Records from a data collection:
BEGIN
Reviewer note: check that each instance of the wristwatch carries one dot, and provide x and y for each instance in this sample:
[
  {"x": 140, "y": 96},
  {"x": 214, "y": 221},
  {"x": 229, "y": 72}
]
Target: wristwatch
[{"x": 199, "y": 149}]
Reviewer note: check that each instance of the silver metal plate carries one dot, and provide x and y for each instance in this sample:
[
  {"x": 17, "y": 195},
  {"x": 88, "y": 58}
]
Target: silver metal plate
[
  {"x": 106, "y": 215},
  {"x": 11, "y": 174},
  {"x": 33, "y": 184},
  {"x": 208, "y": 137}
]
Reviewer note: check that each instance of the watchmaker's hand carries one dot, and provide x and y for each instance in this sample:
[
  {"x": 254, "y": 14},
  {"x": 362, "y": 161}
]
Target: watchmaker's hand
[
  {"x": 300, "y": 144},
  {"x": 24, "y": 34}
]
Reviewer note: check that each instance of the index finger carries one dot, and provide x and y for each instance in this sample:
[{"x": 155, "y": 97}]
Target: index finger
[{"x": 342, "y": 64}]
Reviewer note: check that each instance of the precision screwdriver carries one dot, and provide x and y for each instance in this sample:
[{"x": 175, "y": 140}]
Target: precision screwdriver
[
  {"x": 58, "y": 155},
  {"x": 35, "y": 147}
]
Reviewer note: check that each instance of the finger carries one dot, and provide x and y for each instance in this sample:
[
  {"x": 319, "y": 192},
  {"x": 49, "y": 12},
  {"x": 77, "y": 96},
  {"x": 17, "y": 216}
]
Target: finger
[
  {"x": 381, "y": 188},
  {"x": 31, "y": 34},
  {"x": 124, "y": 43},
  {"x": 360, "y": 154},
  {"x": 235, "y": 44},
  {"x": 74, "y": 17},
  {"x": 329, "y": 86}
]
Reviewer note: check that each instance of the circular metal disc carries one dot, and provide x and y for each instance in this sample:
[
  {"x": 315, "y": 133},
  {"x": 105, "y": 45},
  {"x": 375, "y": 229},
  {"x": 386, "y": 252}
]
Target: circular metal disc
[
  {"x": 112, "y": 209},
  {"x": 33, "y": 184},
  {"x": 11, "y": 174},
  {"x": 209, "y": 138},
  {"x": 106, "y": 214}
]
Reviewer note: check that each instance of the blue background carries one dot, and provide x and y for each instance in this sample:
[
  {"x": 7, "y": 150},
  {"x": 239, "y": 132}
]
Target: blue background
END
- _Work task_: Reproduce every entry exactly, with nothing added or dropped.

- _Answer to this task_:
Reviewer note: check that each instance of the wristwatch carries one dot, and provide x and y for each instance in this sample:
[
  {"x": 140, "y": 96},
  {"x": 214, "y": 221},
  {"x": 229, "y": 72}
]
Target: wristwatch
[{"x": 199, "y": 149}]
Reviewer note: check that each instance of the silver metal plate carries one dot, and provide x and y for each instance in this sample:
[
  {"x": 17, "y": 195},
  {"x": 88, "y": 58}
]
Target: silver metal plate
[
  {"x": 106, "y": 215},
  {"x": 11, "y": 174},
  {"x": 33, "y": 184},
  {"x": 208, "y": 137}
]
Reviewer note: check that each instance of the watchmaker's hand carries one dot, and provide x and y for each instance in this sample:
[
  {"x": 254, "y": 14},
  {"x": 362, "y": 161}
]
Target: watchmaker's hand
[
  {"x": 300, "y": 144},
  {"x": 24, "y": 34}
]
Reviewer note: check that each instance of the index finger carries one dot, and provide x and y for each instance in this sample:
[{"x": 155, "y": 97}]
Target: index finger
[{"x": 342, "y": 64}]
Reviewer note: check that each instance of the precision screwdriver carries one dot, and provide x and y for each instance in this sample:
[{"x": 175, "y": 140}]
Target: precision screwdriver
[
  {"x": 58, "y": 155},
  {"x": 35, "y": 147}
]
Reviewer note: check that each instance of the finger carries one dot, and provide x and y for each instance in this sample:
[
  {"x": 319, "y": 192},
  {"x": 49, "y": 12},
  {"x": 77, "y": 96},
  {"x": 17, "y": 216}
]
Target: finger
[
  {"x": 381, "y": 188},
  {"x": 31, "y": 34},
  {"x": 124, "y": 43},
  {"x": 360, "y": 154},
  {"x": 235, "y": 44},
  {"x": 74, "y": 17},
  {"x": 329, "y": 86}
]
Reviewer note: check that each instance of the circular metal disc carries one dot, and provide x and y for each instance in this sample:
[
  {"x": 315, "y": 133},
  {"x": 105, "y": 45},
  {"x": 375, "y": 229},
  {"x": 386, "y": 252}
]
Target: circular metal disc
[
  {"x": 112, "y": 209},
  {"x": 33, "y": 184},
  {"x": 11, "y": 174},
  {"x": 209, "y": 138},
  {"x": 106, "y": 214}
]
Reviewer note: check that each instance of the blue background carries one dot, and provide x and y for each instance in this sample:
[
  {"x": 7, "y": 150},
  {"x": 239, "y": 132}
]
Target: blue background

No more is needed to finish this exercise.